### Given task A
In the forum thread on 5x5 training, by what percentage is Monday's weight reduced for the Wednesday workout?
· · · · · · ·
As a program to put on size it would work provided that you eat enough food.  You are looking at the program as jsut 5x5, which is really an archaic way of looking at training.

People say, train 3 sets of 10, or 5 sets of 5.  That really means bullshit.  What does 3x10 tell me?  3x10 with my 10RM is different then 3x10 with my 12rm, which is different then 3x10 with my 15rm which is still different then doing a breathing set of 10 with my 8RM.  See what I mean?  The intensity is the key here.  Reps and sets tell us nothing about what the intensity of the program or the day is supposed to be.  I might be lifting my 5RM, but I might be doing 10 sets of 2 reps with it.  get my drift?  At first glance, 10x2, means nothing until i plug an intensity into the equation.  Then the trainign proram takes on a life of its own and it means something.

the bill starr program (or the additional programs that have been based off of it) take that into account.  For example, monday, you are working on 5x5 with the same weight.  That is your highest volume day, your hypertrophy day.  5x5= 25 total reps.  You are working with a weight that is about you 6-8RM so taht you can get 5 reps on all 5 sets.  8 sets of 3 is 24 total reps, 3 sets of 6 is only 18 total reps, and 10 sets of 3 is 30 total reps.  So, you can see that 5x5 actually falls into the mix of those rep ranges you are reffering to as "hypertrophy training".

Now, wed., is your lighter day.  It is your back off day.  Your unloading day of the week.  You are now taking the same weight you used on monday, decreasing it by 20%, and then performing 5x5.  So again, 5x5 on this day is not the same as 5x5 on monday and wont be the same as 5x5 on friday, as you will see.

Friday is the strength day.  here you are working up to a max 5 rep set.  balls out, give it what you got.  There are percentages set as to working up to that 5th set of 5 all out reps, but you get the drift.  You are warming up with 5 sets and then going for it on set number 5.  so, this 5x5 day has a complelty different response then monday's training day.

If we looked at the trainign week we have:

day1- volume
day2- back off
day3- intensity



make sense?


----------



## Witchblade (Sep 16, 2006)

Makes sense.

I've done some further research on the matter, as you have inspired me. I came up with some sticky-worthy reads about the program and training in general.

Here are some links:

*Bill Starr's 5x5 Program in-depth*
http://www.geocities.com/elitemadcow1/5x5_Program/Periodized_5x5.htm

*Basics of Training*
http://www.geocities.com/elitemadcow1/Topics/Training_Primer.htm

*Fiber Recruitment (Read nwlifter's AKA ron's posts) *
http://www.drdarden.com/readTopic.do?id=394848

*Periodization*
http://www.higher-faster-sports.com/PlannedOvertraining.html

*More on the dual-factor theory*
http://forum.mesomorphosis.com/48-post3.html

Thanks for the help, your post and these topics sort of put the light on in my moonlit room. I can now actually see my desk in colors, instead of the black and white from the moonlight.
· · · · · · ·
### Given task B
Rewrite the rows from their first line up to and including the line with "top-left (0, 0), bottom-right (1068, 798)", replacing "snow-covered" with "frosted" and leaving everything else unchanged.
· · · · · · ·
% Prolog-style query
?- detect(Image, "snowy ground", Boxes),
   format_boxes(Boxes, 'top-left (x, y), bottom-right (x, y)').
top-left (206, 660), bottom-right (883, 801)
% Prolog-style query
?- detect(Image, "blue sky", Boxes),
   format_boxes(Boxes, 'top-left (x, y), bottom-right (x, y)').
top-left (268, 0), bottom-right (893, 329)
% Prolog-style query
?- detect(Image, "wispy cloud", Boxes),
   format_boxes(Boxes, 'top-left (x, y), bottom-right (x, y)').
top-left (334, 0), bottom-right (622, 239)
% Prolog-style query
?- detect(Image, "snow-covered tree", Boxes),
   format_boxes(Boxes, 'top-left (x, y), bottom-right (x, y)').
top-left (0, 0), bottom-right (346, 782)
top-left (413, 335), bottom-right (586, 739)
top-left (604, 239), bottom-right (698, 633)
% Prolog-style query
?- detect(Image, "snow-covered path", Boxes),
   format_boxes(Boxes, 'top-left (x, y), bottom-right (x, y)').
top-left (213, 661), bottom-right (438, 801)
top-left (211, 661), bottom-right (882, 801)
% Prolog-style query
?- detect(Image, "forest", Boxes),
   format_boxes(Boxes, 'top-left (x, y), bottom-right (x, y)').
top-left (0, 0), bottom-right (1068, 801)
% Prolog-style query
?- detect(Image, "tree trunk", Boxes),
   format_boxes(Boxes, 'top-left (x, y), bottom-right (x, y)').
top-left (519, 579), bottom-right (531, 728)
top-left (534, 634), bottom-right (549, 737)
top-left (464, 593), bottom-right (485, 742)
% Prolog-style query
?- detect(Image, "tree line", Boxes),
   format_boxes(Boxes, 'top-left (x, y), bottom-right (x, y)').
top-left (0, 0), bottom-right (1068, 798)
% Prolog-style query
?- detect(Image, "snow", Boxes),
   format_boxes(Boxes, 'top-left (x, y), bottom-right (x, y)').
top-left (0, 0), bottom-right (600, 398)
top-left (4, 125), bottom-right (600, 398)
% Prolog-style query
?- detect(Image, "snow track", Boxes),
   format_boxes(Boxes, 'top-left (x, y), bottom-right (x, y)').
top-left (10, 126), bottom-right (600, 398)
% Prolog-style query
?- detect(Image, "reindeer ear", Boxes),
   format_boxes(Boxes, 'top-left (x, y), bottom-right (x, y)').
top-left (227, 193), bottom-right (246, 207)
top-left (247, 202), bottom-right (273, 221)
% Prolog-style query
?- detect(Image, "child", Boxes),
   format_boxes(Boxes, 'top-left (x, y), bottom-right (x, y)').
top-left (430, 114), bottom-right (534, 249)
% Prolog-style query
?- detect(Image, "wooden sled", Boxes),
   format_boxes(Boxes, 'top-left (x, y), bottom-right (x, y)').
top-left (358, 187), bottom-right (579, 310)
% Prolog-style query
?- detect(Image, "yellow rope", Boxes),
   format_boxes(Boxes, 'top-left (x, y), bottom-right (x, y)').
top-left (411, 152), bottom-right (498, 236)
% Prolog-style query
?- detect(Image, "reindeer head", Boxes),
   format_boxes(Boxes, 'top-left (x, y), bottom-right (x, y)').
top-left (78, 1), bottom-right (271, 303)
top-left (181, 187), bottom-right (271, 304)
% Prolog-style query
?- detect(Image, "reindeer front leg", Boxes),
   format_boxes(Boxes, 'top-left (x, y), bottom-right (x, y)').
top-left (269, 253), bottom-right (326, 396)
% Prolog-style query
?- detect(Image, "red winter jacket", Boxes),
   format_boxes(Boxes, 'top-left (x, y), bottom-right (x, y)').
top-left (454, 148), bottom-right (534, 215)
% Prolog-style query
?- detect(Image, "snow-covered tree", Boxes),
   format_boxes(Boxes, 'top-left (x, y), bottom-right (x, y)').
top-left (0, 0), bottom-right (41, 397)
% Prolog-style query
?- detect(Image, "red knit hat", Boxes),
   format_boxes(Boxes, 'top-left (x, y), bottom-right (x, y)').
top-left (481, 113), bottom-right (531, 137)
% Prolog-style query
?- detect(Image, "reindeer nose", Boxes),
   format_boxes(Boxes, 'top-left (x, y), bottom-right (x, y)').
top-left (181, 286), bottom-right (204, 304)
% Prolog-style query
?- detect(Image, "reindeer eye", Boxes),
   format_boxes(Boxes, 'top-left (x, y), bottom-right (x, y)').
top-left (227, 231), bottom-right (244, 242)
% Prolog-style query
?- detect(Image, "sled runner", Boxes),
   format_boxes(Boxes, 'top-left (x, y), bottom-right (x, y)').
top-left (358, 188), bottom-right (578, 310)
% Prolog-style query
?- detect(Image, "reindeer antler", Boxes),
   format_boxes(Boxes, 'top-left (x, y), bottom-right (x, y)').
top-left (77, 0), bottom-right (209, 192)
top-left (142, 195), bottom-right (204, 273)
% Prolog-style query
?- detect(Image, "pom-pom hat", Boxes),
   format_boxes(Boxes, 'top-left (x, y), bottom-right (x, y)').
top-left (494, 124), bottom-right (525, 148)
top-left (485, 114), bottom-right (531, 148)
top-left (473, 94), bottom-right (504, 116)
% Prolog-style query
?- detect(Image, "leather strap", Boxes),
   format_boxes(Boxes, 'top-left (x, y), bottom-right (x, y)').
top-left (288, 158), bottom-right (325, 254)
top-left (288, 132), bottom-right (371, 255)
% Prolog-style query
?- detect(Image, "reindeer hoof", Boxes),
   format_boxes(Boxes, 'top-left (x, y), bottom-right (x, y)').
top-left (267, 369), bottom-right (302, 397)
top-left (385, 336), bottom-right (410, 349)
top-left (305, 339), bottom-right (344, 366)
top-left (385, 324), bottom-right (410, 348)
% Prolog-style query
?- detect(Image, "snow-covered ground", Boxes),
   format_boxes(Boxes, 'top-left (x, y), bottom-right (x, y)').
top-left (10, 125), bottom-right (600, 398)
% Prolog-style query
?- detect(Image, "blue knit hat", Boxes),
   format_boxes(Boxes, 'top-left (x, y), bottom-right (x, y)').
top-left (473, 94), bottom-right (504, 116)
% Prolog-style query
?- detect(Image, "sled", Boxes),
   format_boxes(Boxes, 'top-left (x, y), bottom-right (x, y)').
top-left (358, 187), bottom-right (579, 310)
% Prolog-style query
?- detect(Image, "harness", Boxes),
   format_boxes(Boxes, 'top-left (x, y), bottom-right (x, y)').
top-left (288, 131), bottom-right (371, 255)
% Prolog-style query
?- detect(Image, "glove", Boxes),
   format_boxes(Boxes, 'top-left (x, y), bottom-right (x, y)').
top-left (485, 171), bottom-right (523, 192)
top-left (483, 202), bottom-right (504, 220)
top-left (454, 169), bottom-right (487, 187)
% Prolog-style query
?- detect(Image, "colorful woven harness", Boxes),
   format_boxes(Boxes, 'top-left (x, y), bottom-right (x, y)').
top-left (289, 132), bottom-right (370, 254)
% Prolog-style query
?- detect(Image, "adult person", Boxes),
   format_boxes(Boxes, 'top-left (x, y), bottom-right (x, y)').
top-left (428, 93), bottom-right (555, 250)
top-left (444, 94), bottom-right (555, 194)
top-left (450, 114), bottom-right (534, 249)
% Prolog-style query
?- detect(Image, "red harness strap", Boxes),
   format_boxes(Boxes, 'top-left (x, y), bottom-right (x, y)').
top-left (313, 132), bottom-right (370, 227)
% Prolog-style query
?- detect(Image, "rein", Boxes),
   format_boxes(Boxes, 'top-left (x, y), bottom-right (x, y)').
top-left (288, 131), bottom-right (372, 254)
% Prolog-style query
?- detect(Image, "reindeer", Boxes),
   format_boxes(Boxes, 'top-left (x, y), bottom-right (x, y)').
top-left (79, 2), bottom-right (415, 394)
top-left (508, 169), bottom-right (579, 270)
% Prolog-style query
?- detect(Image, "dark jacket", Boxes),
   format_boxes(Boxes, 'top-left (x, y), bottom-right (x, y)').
· · · · · · ·
### Written answer A
It is reduced by 20%.

### Written answer B
% Prolog-style query
?- detect(Image, "snowy ground", Boxes),
   format_boxes(Boxes, 'top-left (x, y), bottom-right (x, y)').
top-left (206, 660), bottom-right (883, 801)
% Prolog-style query
?- detect(Image, "blue sky", Boxes),
   format_boxes(Boxes, 'top-left (x, y), bottom-right (x, y)').
top-left (268, 0), bottom-right (893, 329)
% Prolog-style query
?- detect(Image, "wispy cloud", Boxes),
   format_boxes(Boxes, 'top-left (x, y), bottom-right (x, y)').
top-left (334, 0), bottom-right (622, 239)
% Prolog-style query
?- detect(Image, "frosted tree", Boxes),
   format_boxes(Boxes, 'top-left (x, y), bottom-right (x, y)').
top-left (0, 0), bottom-right (346, 782)
top-left (413, 335), bottom-right (586, 739)
top-left (604, 239), bottom-right (698, 633)
% Prolog-style query
?- detect(Image, "frosted path", Boxes),
   format_boxes(Boxes, 'top-left (x, y), bottom-right (x, y)').
top-left (213, 661), bottom-right (438, 801)
top-left (211, 661), bottom-right (882, 801)
% Prolog-style query
?- detect(Image, "forest", Boxes),
   format_boxes(Boxes, 'top-left (x, y), bottom-right (x, y)').
top-left (0, 0), bottom-right (1068, 801)
% Prolog-style query
?- detect(Image, "tree trunk", Boxes),
   format_boxes(Boxes, 'top-left (x, y), bottom-right (x, y)').
top-left (519, 579), bottom-right (531, 728)
top-left (534, 634), bottom-right (549, 737)
top-left (464, 593), bottom-right (485, 742)
% Prolog-style query
?- detect(Image, "tree line", Boxes),
   format_boxes(Boxes, 'top-left (x, y), bottom-right (x, y)').
top-left (0, 0), bottom-right (1068, 798)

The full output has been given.